An exact copy of all the data is required.

[Stored items from a collection]
- Opening Delimiter -

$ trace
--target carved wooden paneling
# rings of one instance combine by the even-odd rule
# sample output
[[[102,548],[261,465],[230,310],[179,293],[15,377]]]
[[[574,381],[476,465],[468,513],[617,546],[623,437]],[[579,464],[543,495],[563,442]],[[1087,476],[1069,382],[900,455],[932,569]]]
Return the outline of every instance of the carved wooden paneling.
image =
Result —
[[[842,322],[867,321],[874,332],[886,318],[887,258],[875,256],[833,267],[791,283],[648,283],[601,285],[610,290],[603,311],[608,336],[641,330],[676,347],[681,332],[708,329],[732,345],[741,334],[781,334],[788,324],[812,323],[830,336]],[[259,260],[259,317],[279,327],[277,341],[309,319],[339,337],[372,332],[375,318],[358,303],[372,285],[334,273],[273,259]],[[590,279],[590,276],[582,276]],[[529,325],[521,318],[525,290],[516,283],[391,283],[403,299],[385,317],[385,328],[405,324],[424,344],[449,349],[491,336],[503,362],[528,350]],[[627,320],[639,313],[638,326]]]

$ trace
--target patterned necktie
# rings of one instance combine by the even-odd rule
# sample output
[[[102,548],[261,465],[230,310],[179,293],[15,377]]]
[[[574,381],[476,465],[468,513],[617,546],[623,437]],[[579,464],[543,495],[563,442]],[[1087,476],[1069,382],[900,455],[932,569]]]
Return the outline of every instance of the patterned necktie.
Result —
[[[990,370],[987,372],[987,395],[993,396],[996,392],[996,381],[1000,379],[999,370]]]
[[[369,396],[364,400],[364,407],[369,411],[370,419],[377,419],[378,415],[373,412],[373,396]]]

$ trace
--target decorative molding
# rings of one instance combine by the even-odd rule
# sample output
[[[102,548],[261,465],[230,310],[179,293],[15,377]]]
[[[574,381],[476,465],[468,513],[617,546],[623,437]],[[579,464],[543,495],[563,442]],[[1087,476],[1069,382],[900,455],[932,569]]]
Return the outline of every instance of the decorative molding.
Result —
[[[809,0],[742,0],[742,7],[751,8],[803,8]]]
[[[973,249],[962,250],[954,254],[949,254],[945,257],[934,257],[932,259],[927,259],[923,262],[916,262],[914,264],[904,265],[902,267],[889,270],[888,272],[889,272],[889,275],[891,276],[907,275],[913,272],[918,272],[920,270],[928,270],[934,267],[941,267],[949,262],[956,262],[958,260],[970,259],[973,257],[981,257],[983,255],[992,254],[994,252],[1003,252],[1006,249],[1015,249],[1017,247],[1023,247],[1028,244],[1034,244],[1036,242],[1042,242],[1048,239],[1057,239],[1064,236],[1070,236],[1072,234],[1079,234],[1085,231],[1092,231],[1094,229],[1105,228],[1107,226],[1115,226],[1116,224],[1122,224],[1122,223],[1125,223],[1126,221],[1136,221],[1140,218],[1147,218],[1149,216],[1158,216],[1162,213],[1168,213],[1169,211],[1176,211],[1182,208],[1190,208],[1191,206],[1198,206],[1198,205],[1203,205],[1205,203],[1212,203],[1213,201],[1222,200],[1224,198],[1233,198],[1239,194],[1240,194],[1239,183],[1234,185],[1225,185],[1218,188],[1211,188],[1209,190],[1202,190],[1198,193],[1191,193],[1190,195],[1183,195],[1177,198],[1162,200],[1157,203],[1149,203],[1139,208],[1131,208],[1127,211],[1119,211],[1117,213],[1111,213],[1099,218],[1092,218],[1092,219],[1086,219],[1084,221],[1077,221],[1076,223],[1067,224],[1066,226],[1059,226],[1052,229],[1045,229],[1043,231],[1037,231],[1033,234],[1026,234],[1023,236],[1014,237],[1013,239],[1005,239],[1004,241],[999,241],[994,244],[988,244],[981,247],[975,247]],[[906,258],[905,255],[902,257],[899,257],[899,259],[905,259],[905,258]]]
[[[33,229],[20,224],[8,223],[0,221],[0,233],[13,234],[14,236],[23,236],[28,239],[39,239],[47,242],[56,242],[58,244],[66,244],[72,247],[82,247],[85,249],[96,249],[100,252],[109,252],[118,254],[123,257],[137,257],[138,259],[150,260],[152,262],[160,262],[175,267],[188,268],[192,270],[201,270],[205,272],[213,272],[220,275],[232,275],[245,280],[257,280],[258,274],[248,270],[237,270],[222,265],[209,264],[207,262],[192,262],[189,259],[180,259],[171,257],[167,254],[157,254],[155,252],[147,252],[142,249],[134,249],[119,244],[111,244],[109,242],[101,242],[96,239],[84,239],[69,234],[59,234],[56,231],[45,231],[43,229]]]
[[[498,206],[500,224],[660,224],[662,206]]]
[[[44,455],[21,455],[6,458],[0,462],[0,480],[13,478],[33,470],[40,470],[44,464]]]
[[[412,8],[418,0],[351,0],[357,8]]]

- Closing Delimiter -

__Worked solution__
$ trace
--target carved wooden paneling
# rings of one instance combine by the even-odd rule
# sample output
[[[102,548],[261,465],[230,310],[179,293],[15,377]]]
[[[574,381],[476,465],[468,513],[617,546],[623,437]],[[579,464],[543,495],[563,442]],[[1087,476],[1069,382],[900,455],[932,569]]]
Return the outline of every instance of the carved wooden paneling.
image =
Result —
[[[842,322],[867,321],[874,332],[886,318],[887,258],[875,256],[833,267],[791,283],[648,283],[601,285],[610,290],[603,311],[608,336],[641,330],[676,347],[681,332],[708,329],[732,345],[741,334],[781,334],[788,324],[812,323],[830,336]],[[259,260],[259,317],[279,327],[277,341],[309,319],[339,337],[372,332],[375,318],[358,303],[372,285],[334,273],[273,259]],[[590,279],[590,276],[582,276]],[[529,325],[521,318],[525,290],[516,283],[391,283],[403,299],[385,317],[385,328],[405,324],[424,344],[449,349],[491,336],[503,362],[528,350]],[[627,320],[639,313],[638,326]]]

$ trace
--target patterned necktie
# rings of one instance combine by the even-odd rule
# sample output
[[[102,548],[261,465],[230,310],[179,293],[15,377]]]
[[[574,381],[476,465],[468,513],[617,546],[623,437]],[[579,464],[543,495],[563,442]],[[1087,476],[1069,382],[900,455],[932,569]]]
Return the outline of every instance of the patterned necktie.
Result —
[[[990,370],[987,372],[987,395],[993,396],[996,392],[996,381],[1000,379],[999,370]]]
[[[369,396],[364,400],[364,407],[369,411],[370,419],[377,419],[378,415],[373,412],[373,396]]]

$ trace
--target decorative molding
# rings of one instance combine by the even-odd rule
# sample output
[[[102,548],[261,465],[230,310],[179,293],[15,377]]]
[[[574,381],[476,465],[468,513],[617,546],[623,437]],[[579,464],[543,495],[563,442]],[[1087,476],[1069,382],[900,455],[932,569]]]
Return the outline of every instance of the decorative molding.
Result —
[[[809,0],[742,0],[742,7],[751,8],[803,8]]]
[[[973,249],[962,250],[954,254],[949,254],[945,257],[934,257],[932,259],[927,259],[923,262],[916,262],[914,264],[904,265],[902,267],[889,270],[888,272],[889,272],[889,275],[891,276],[907,275],[913,272],[918,272],[920,270],[928,270],[934,267],[941,267],[949,262],[956,262],[958,260],[970,259],[973,257],[981,257],[983,255],[992,254],[994,252],[1003,252],[1006,249],[1015,249],[1017,247],[1023,247],[1028,244],[1034,244],[1036,242],[1042,242],[1048,239],[1057,239],[1064,236],[1070,236],[1072,234],[1079,234],[1085,231],[1092,231],[1094,229],[1105,228],[1107,226],[1115,226],[1116,224],[1122,224],[1122,223],[1125,223],[1126,221],[1136,221],[1140,218],[1147,218],[1149,216],[1158,216],[1162,213],[1168,213],[1169,211],[1176,211],[1182,208],[1190,208],[1191,206],[1198,206],[1198,205],[1203,205],[1205,203],[1212,203],[1213,201],[1222,200],[1224,198],[1233,198],[1239,194],[1240,194],[1239,183],[1234,185],[1225,185],[1218,188],[1211,188],[1209,190],[1202,190],[1198,193],[1191,193],[1190,195],[1183,195],[1177,198],[1162,200],[1157,203],[1149,203],[1139,208],[1131,208],[1127,211],[1119,211],[1117,213],[1111,213],[1099,218],[1092,218],[1092,219],[1086,219],[1084,221],[1077,221],[1076,223],[1067,224],[1066,226],[1059,226],[1052,229],[1045,229],[1043,231],[1037,231],[1033,234],[1026,234],[1023,236],[1014,237],[1013,239],[1005,239],[1004,241],[999,241],[994,244],[988,244],[981,247],[975,247]],[[906,258],[905,255],[902,257],[899,257],[899,259],[905,259],[905,258]]]
[[[33,229],[20,224],[8,223],[0,221],[0,233],[13,234],[14,236],[23,236],[28,239],[39,239],[47,242],[56,242],[58,244],[66,244],[72,247],[82,247],[85,249],[96,249],[100,252],[109,252],[118,254],[123,257],[137,257],[138,259],[150,260],[152,262],[160,262],[175,267],[188,268],[192,270],[201,270],[205,272],[213,272],[220,275],[232,275],[245,280],[257,280],[258,274],[248,270],[237,270],[222,265],[209,264],[207,262],[192,262],[189,259],[180,259],[171,257],[167,254],[157,254],[155,252],[147,252],[142,249],[134,249],[119,244],[111,244],[109,242],[101,242],[96,239],[84,239],[69,234],[59,234],[56,231],[45,231],[43,229]]]
[[[498,206],[500,224],[660,224],[662,206]]]
[[[44,455],[21,455],[6,458],[0,462],[0,480],[13,478],[33,470],[40,470],[44,464]]]
[[[412,8],[418,0],[351,0],[357,8]]]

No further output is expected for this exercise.